TASK:
Can you copy out every line from the very first one down to the line containing "M 90 207 L 61", both ends included?

[BEGIN EXCERPTED RECORDS]

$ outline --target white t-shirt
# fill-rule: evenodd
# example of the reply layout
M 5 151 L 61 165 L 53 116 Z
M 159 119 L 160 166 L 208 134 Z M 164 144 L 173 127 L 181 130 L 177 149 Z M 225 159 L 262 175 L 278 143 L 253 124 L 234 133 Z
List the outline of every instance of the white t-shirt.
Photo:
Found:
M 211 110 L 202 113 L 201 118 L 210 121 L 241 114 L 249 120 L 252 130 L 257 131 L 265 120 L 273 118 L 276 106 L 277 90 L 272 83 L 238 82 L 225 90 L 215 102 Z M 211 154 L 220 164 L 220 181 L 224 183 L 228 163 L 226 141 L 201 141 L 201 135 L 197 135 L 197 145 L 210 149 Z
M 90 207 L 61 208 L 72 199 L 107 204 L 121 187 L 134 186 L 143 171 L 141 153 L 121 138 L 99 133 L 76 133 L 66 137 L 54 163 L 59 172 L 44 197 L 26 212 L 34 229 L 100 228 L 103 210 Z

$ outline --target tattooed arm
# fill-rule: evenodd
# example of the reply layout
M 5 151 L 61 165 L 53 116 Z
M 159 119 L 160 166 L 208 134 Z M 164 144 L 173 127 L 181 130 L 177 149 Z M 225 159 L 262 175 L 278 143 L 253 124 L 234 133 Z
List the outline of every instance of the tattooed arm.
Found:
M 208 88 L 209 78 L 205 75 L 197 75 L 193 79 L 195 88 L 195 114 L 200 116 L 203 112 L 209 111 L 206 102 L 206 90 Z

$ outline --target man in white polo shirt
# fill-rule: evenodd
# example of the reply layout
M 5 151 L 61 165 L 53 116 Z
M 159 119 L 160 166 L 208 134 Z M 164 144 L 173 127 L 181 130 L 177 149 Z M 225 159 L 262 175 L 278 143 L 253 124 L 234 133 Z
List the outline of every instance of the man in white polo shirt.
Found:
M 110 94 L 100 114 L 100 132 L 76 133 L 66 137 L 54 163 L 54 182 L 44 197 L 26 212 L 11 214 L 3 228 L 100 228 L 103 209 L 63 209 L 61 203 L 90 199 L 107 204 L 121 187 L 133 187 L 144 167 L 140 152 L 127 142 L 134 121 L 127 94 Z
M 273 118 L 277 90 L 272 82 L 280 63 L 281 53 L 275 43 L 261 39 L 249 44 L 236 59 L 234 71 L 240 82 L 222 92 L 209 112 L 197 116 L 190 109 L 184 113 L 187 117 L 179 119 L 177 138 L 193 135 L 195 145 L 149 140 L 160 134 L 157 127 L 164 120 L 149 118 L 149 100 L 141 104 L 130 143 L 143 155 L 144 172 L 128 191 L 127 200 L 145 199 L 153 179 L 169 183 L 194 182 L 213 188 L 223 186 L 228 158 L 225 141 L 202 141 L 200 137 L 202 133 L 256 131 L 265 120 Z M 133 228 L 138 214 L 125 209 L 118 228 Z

[END EXCERPTED RECORDS]

RESPONSE TO THIS EXERCISE:
$ outline --target white t-shirt
# fill-rule: evenodd
# example of the reply layout
M 5 151 L 61 165 L 53 116 Z
M 159 119 L 160 166 L 208 134 Z M 164 144 L 173 127 L 181 130 L 177 149 Z M 225 159 L 262 175 L 278 143 L 253 124 L 234 133 Z
List the outline of every instance of the white t-shirt.
Photo:
Found:
M 211 110 L 202 113 L 201 118 L 210 121 L 241 114 L 249 120 L 252 130 L 257 131 L 265 120 L 273 118 L 276 106 L 277 90 L 272 83 L 238 82 L 225 90 L 215 102 Z M 211 154 L 220 164 L 220 181 L 224 183 L 228 163 L 226 141 L 201 141 L 201 135 L 197 135 L 197 145 L 210 149 Z
M 90 207 L 61 208 L 72 199 L 107 204 L 121 187 L 134 186 L 143 171 L 141 153 L 121 138 L 99 133 L 76 133 L 66 137 L 54 163 L 59 172 L 44 197 L 26 212 L 34 229 L 100 228 L 103 210 Z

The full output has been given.